:: DIRECTIVE ::
Below is a block of records; repeat all of them exactly.
◆ ◆ ◆ ◆ ◆
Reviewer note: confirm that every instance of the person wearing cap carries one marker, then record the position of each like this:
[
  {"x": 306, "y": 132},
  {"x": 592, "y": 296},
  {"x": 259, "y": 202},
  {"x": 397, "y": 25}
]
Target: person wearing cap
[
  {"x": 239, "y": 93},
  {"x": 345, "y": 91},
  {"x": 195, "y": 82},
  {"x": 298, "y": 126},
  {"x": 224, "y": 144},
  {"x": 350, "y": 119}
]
◆ ◆ ◆ ◆ ◆
:: WRITTEN SOLUTION ::
Reviewer note: confirm that every instance of the person wearing cap carries one marker, then record the position of each like this:
[
  {"x": 306, "y": 132},
  {"x": 592, "y": 296},
  {"x": 259, "y": 202},
  {"x": 397, "y": 25}
]
Target: person wearing cap
[
  {"x": 239, "y": 93},
  {"x": 345, "y": 91},
  {"x": 195, "y": 82},
  {"x": 298, "y": 126},
  {"x": 224, "y": 144},
  {"x": 350, "y": 119}
]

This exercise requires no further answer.